## WHAT IS NEEDED
In the passage on idolatry below, what name does Timothy Keller give to the idol being described?

## EXTRACT PROVIDED
The question is....'do I?'

   The blurb of Timothy Keller's book "Counterfeit Gods" says the following:
Two thousand years ago, the most developed nations in the world worshipped idols, gods of wood and stone. Today we may laugh at their ignorance, but the modern manifestations of idolatry are no less foolish and just as harmful to our wellbeing.
   With that warning ringing in our ears, and with no further ado, I shall tell you about this idol. Although a perfectly beautiful gift from God, this idol, when given the Messianic expectations reserved for the Lord Jesus, can leave people broken and angry. Loneliness and impatience can stem from it and self pity walks hand in hand. It is, arguably, the 'anti-lust' idol, which is why, quite possibly, it is so attractive to young Christians.
    It has multiple biblical examples, both in a good way, as the Lord wished it to be used, but also many more examples of idolotrous use of this gift. Jacob would be a perfect example, perhaps Solomon too.
    Any guesses?



   Well, Timothy Keller aptly describes it as "Romantic Love". The subject of so much of our culture- songs, films, tv series and books. Lives are transformed by its power, nations rocked- remember the case of Helen of Troy! (Or was it Sparta?!)
    Being aquainted with a few young christians from various places and sources, I dont doubt that "romantic love" is held in high regard. Christian couples tend to get married long before non-christian couples. Now obviously we hold marriage on a higher plane than others, being ordained by God; right from the start of the bible we are told:
Therefore a man shall leave his father and his mother and hold fast to his wife, and they shall become one flesh.
But do you not ever wonder if Christian singles seek out "love" rather over-zealously? The rise of love-guru Joshua Harris, with his hit book "I kissed dating goodbye", highlights the desire of Christians to find a wife or husband (delete as appropriate) rather than to 'date' multiple partners, and indulge in other sexual affairs. While I totally agree with this and would not dare to confront the brilliance of Mr Harris (for fear of reprival!), this has led to the idoltrous worship of romantic love.

## LISTED RECORDS
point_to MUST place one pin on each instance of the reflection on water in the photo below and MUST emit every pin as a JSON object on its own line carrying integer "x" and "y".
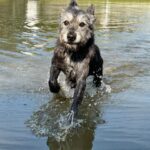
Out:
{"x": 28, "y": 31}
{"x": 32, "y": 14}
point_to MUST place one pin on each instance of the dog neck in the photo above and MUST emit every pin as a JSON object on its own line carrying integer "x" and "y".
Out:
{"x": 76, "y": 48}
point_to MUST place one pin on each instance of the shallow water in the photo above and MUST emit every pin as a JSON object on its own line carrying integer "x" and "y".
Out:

--

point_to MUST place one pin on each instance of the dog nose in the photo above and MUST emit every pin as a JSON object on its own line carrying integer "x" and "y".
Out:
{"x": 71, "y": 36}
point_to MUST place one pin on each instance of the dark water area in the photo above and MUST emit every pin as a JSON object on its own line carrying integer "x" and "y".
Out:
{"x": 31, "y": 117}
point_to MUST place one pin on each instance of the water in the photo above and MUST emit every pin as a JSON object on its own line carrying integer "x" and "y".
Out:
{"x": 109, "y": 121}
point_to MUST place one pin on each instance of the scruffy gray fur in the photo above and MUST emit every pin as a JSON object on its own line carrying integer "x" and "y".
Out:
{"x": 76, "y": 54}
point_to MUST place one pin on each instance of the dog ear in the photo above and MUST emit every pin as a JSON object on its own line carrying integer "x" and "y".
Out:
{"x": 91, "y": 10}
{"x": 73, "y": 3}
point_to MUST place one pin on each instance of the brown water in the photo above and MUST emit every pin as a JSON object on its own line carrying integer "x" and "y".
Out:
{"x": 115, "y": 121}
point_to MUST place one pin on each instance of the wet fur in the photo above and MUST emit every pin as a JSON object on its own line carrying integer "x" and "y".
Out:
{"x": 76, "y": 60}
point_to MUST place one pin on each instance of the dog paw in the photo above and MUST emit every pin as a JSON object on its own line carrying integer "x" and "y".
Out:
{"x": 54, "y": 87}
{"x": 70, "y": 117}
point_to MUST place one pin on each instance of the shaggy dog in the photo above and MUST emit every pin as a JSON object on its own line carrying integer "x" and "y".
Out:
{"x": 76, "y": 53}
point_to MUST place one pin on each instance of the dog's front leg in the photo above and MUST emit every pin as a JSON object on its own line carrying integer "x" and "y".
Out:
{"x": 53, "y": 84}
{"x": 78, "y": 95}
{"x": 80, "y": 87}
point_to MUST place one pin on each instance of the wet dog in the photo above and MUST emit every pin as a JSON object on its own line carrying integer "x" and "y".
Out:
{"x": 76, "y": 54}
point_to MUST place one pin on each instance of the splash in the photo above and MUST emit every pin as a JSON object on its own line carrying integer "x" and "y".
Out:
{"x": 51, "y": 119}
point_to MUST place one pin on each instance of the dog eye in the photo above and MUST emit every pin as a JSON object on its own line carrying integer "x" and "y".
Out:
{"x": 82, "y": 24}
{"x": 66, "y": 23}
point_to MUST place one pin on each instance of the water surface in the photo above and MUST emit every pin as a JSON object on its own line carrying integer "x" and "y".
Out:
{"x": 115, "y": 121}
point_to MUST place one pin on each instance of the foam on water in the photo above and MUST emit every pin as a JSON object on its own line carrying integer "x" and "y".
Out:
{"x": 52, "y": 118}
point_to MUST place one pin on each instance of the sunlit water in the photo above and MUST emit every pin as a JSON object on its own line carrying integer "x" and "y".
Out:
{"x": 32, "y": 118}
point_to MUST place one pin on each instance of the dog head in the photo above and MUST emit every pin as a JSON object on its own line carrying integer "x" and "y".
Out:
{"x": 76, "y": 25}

## FINAL ANSWER
"Romantic Love"